» Task statement:
Copy out the full question-and-answer passage below on coefficient alpha reliability, word for word and without changes.

» Page extract:
++++++++

QUESTION:
For what kind of test would a coefficient alpha reliability be appropriate? How does one interpret reliability coefficients?
ANSWER: Coefficient alpha is one name for the Cronbach alpha reliability estimate. Cronbach alpha is one of the most commonly reported reliability estimates in the language testing literature. To adequately explain Cronbach alpha, I will need to address several sub-questions: (a) What are the different strategies for estimating reliability? (b) Where does Cronbach alpha fit into these strategies for estimating reliability? And, (c) how should we interpret Cronbach alpha?
What are the different strategies for estimating reliability?
As I pointed out in Brown (1997), testing books (e.g., Brown 1996, or 1999a) usually explain three strategies for estimating reliability: (a) test-retest reliability (i.e., calculating a reliability estimate by administering a test on two occasions and calculating the correlation between the two sets of scores), (b) equivalent (or parallel) forms reliability (i.e., calculating a reliability estimate by administering two forms of a test and calculating the correlation between the two sets of scores), and (c) internal consistency reliability (i.e., calculating a reliability estimate based on a single form of a test administered on a single occasion using one of the many available internal consistency equations). Clearly, the internal consistency strategy is the easiest logistically because it does not require administering the test twice or having two forms of the test.

++++++++

» Data shown:
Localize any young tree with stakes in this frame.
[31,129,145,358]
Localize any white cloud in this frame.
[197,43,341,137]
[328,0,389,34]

++++++++

» Task output:
QUESTION:
For what kind of test would a coefficient alpha reliability be appropriate? How does one interpret reliability coefficients?
ANSWER: Coefficient alpha is one name for the Cronbach alpha reliability estimate. Cronbach alpha is one of the most commonly reported reliability estimates in the language testing literature. To adequately explain Cronbach alpha, I will need to address several sub-questions: (a) What are the different strategies for estimating reliability? (b) Where does Cronbach alpha fit into these strategies for estimating reliability? And, (c) how should we interpret Cronbach alpha?
What are the different strategies for estimating reliability?
As I pointed out in Brown (1997), testing books (e.g., Brown 1996, or 1999a) usually explain three strategies for estimating reliability: (a) test-retest reliability (i.e., calculating a reliability estimate by administering a test on two occasions and calculating the correlation between the two sets of scores), (b) equivalent (or parallel) forms reliability (i.e., calculating a reliability estimate by administering two forms of a test and calculating the correlation between the two sets of scores), and (c) internal consistency reliability (i.e., calculating a reliability estimate based on a single form of a test administered on a single occasion using one of the many available internal consistency equations). Clearly, the internal consistency strategy is the easiest logistically because it does not require administering the test twice or having two forms of the test.